Stored data:
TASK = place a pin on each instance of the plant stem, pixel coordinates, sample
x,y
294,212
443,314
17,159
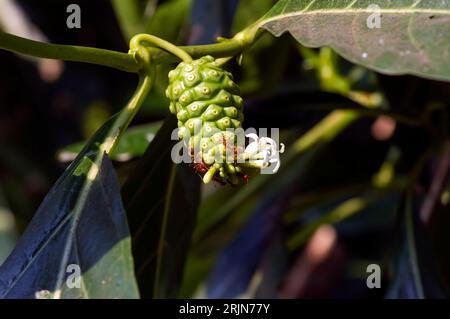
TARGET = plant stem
x,y
113,59
137,40
123,61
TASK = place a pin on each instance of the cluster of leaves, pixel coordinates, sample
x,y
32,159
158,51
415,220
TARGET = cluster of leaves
x,y
258,240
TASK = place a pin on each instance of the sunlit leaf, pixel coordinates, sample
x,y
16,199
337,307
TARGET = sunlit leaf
x,y
392,37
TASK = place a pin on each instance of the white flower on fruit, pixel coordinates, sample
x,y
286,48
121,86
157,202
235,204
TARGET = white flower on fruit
x,y
262,152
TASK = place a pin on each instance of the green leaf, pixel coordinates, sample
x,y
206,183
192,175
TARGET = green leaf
x,y
411,37
132,144
81,222
161,201
417,275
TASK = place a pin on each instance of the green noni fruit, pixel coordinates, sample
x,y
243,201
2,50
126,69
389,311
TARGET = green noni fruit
x,y
208,107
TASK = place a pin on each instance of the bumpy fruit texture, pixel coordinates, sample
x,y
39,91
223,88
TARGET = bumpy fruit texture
x,y
206,102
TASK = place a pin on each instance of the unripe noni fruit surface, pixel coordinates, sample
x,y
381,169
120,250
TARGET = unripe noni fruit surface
x,y
206,101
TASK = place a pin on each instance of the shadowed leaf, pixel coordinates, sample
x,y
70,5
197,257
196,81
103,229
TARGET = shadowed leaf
x,y
161,200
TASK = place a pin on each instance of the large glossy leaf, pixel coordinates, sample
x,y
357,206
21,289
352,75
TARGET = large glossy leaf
x,y
417,275
161,200
411,36
80,222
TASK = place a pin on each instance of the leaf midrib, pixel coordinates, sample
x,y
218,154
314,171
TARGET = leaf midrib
x,y
405,10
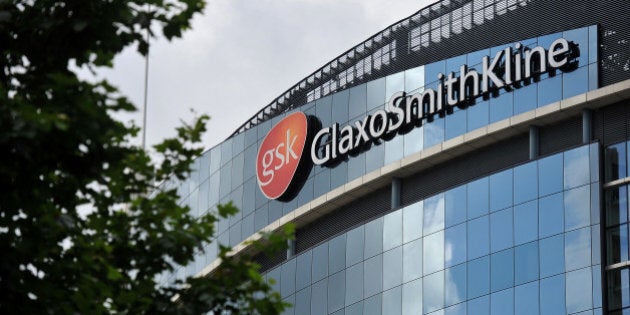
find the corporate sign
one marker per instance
(280, 165)
(510, 68)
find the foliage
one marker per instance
(82, 227)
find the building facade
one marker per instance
(469, 159)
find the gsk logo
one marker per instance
(281, 166)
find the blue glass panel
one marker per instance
(502, 273)
(576, 167)
(525, 182)
(354, 284)
(526, 299)
(526, 222)
(593, 37)
(595, 243)
(433, 214)
(412, 222)
(354, 246)
(412, 260)
(478, 239)
(336, 291)
(577, 249)
(320, 262)
(433, 252)
(478, 198)
(411, 301)
(525, 98)
(392, 230)
(579, 290)
(616, 205)
(551, 215)
(478, 114)
(392, 268)
(319, 298)
(433, 292)
(478, 277)
(455, 285)
(549, 90)
(337, 254)
(479, 306)
(551, 256)
(594, 161)
(455, 245)
(526, 263)
(501, 230)
(501, 190)
(550, 288)
(502, 302)
(577, 210)
(455, 124)
(373, 276)
(373, 238)
(550, 175)
(392, 301)
(459, 309)
(501, 107)
(287, 283)
(595, 202)
(455, 206)
(274, 278)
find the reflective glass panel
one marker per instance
(478, 239)
(526, 263)
(433, 255)
(478, 277)
(526, 222)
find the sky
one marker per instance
(240, 55)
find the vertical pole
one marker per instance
(533, 142)
(587, 125)
(290, 248)
(396, 192)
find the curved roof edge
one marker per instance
(340, 73)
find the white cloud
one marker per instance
(242, 54)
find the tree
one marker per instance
(61, 151)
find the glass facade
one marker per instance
(521, 241)
(227, 171)
(616, 231)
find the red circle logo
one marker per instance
(280, 154)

◆ **Aim of the exercise**: Transcribe all of the entries word for word, but skip any pictures they contain.

◆ **Final result**:
TASK = place a pin on each instance of the plant stem, pixel coordinates, sample
x,y
294,212
443,314
17,159
TARGET = plant stem
x,y
113,59
137,40
123,61
TASK = place a pin on each instance of the cluster of leaves, pixel coordinates, sample
x,y
32,159
158,51
415,220
TARGET = cluster of leaves
x,y
258,240
TASK = place a pin on each instance of the sunlit leaf, pixel coordinates, sample
x,y
16,199
337,307
TARGET = sunlit leaf
x,y
392,37
TASK = place a pin on each instance of the white flower on fruit, pixel coordinates, sample
x,y
286,48
121,86
157,202
235,204
TARGET = white flower on fruit
x,y
262,152
TASK = place a pin on each instance of the green leaf, pixel coordinates, sample
x,y
206,183
192,175
TARGET = green leaf
x,y
411,37
132,144
81,222
161,201
417,275
TASK = place a pin on each instance of the green noni fruit, pixel coordinates, sample
x,y
243,201
2,50
126,69
389,311
TARGET = green noni fruit
x,y
208,107
TASK = place a pin on each instance of the bumpy fruit texture, pixel coordinates, sample
x,y
39,91
223,88
TARGET = bumpy fruit texture
x,y
206,102
TASK = place a pin on each instance of the unripe noni fruit surface, pixel coordinates, sample
x,y
381,169
120,250
TARGET = unripe noni fruit surface
x,y
206,101
TASK = place a pin on each instance of the shadowed leaf, pixel coordinates, sample
x,y
70,5
197,257
196,81
103,229
TARGET = shadowed leaf
x,y
161,200
TASK = place a pin on each instance of the large glossy leaf, pixel coordinates, sample
x,y
357,206
21,289
352,75
TARGET = large glossy leaf
x,y
417,275
161,200
411,36
80,222
TASK = place a pin on each instance of the leaf midrib, pixel coordinates, sample
x,y
218,154
314,171
TARGET = leaf midrib
x,y
405,10
find the corporate sign
one marker per instance
(280, 165)
(510, 68)
find the foliage
one marker per instance
(82, 227)
find the building facade
one marker per instance
(469, 159)
find the gsk logo
one marker per instance
(281, 166)
find the blue glass panel
one marker per instance
(502, 273)
(576, 167)
(525, 182)
(354, 284)
(526, 299)
(526, 222)
(593, 37)
(595, 243)
(433, 214)
(412, 222)
(354, 246)
(412, 260)
(478, 239)
(336, 291)
(577, 249)
(320, 262)
(433, 252)
(478, 198)
(411, 301)
(525, 98)
(392, 230)
(579, 290)
(616, 205)
(551, 215)
(478, 114)
(392, 268)
(319, 298)
(433, 292)
(478, 277)
(455, 285)
(549, 90)
(337, 254)
(479, 306)
(551, 256)
(594, 161)
(455, 245)
(526, 263)
(501, 230)
(501, 190)
(550, 288)
(502, 302)
(577, 210)
(455, 124)
(373, 276)
(373, 238)
(550, 175)
(392, 301)
(459, 309)
(501, 107)
(287, 283)
(595, 202)
(455, 206)
(274, 278)
find the reflective glass panel
one marker per instance
(478, 239)
(526, 263)
(433, 255)
(478, 277)
(526, 222)
find the sky
one marker per instance
(240, 55)
find the vertical pole
one marker per instance
(533, 142)
(587, 125)
(290, 248)
(396, 192)
find the curved roof edge
one marker per instance
(340, 73)
find the white cloud
one marker per instance
(242, 54)
find the tree
one marker per instance
(61, 151)
find the glass facade
one marker per instance
(521, 241)
(227, 171)
(616, 231)
find the red circle logo
one marker per instance
(280, 154)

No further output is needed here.